文書の抜粋
“姿良し声良し”の代表格、キビタキ|大橋弘一の「山の鳥」エッセイ Vol.10

山にはいろいろな野鳥が暮らしています。その種類は標高によって、また植生などの環境によって異なり、季節によっても変化します。低山から高山まで、四季折々の山の鳥たちとの出会いのエピソードを、バードウォッチング歴50年、野鳥写真歴30余年という大橋弘一さんが、さまざまなトリビアを交えて綴る「山の鳥エッセイ」。

第10回は、春の象徴・キビタキの生態について、写真とともに紹介します。

山の鳥エッセイ #10/連載一覧

【第10回 キビタキ】 

英名:Narcissus Flycatcher

漢字表記:黄鶲

分類:スズメ目ヒタキ科キビタキ属

新緑の森が似合う鳥

落葉広葉樹の新緑がキビタキの姿を引き立たせる

5月は瑞々しい新緑の季節。一年でいちばん清々しいこの時期、森では若葉が日に日に茂り始め、私たちの心も浮き立ちます。森全体が萌黄色の淡いパステルカラーに彩られる頃、地域によっては4月中旬頃からとなりますが、夏鳥たちが続々と日本に到着します。

実施する課題
キビタキのエッセイについて、次の問いに答えなさい。
1. 大橋弘一さんのバードウォッチング歴は何年か。
2. キビタキの英名は何か。
3. 夏鳥の到着は、地域によってはいつ頃から始まるとされているか。

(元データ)

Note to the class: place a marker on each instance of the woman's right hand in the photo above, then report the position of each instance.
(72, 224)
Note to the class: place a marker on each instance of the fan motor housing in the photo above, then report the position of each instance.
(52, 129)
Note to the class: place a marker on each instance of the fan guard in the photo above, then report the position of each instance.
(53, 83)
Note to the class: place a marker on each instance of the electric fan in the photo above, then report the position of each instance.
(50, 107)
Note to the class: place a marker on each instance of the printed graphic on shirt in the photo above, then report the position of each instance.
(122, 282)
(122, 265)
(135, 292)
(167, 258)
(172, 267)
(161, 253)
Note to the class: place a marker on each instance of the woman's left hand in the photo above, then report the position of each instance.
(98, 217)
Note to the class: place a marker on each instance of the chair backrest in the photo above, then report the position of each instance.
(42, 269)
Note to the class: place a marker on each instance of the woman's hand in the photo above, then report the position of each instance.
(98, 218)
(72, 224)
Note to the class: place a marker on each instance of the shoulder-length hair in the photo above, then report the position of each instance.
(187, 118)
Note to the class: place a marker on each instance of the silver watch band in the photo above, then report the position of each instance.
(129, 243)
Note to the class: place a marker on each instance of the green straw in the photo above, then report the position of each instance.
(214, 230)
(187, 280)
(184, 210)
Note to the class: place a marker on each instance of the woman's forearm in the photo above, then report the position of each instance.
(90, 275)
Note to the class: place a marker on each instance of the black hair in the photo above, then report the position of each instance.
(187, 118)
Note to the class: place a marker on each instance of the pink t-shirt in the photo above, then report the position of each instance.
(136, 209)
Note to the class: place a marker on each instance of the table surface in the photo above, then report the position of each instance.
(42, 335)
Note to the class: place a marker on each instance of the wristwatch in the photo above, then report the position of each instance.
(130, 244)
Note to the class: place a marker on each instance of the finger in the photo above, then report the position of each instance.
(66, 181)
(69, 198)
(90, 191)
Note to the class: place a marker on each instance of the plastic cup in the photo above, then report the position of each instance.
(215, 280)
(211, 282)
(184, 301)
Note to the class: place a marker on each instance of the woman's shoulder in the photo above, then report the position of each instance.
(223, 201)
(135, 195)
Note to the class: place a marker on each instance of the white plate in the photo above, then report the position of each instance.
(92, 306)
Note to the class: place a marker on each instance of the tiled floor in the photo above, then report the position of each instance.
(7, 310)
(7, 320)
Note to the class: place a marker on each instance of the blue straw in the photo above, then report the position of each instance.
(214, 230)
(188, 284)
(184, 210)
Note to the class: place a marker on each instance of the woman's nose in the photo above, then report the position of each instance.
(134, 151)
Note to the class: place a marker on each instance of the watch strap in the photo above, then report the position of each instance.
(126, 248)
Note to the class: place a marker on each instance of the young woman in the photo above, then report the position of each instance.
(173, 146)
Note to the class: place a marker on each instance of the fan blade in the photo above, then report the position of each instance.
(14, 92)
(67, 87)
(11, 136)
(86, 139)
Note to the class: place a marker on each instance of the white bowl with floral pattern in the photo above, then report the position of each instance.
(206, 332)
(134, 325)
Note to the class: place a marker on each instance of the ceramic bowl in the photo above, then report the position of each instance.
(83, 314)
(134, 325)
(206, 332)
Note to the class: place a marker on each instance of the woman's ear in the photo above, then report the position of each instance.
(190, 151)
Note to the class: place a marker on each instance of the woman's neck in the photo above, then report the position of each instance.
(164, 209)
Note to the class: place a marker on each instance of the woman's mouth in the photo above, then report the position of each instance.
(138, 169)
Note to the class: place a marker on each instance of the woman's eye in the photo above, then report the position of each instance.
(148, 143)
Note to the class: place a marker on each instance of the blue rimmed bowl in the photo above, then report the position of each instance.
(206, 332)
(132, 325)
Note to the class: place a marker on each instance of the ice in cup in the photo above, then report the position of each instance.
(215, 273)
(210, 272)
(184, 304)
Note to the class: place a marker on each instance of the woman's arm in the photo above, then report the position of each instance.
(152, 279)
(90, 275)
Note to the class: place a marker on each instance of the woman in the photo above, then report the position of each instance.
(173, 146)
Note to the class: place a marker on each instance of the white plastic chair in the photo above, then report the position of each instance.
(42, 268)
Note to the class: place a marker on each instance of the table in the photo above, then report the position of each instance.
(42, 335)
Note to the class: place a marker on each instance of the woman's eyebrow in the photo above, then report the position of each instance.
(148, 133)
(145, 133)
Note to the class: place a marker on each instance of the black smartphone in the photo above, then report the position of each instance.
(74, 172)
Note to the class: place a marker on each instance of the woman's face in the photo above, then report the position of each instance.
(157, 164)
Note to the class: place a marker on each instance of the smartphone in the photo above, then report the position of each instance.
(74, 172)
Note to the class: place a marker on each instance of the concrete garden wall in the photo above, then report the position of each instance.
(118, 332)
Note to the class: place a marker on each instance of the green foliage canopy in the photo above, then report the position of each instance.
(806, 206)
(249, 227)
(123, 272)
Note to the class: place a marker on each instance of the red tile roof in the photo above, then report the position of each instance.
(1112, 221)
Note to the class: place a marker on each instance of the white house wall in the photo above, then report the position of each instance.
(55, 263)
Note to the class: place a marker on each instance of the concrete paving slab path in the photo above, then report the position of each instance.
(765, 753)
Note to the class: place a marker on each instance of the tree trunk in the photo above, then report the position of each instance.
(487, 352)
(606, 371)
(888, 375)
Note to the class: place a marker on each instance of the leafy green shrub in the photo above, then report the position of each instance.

練習問題の解答
1. バードウォッチング歴は50年である。
2. 英名はNarcissus Flycatcherである。
3. 地域によっては4月中旬頃からである。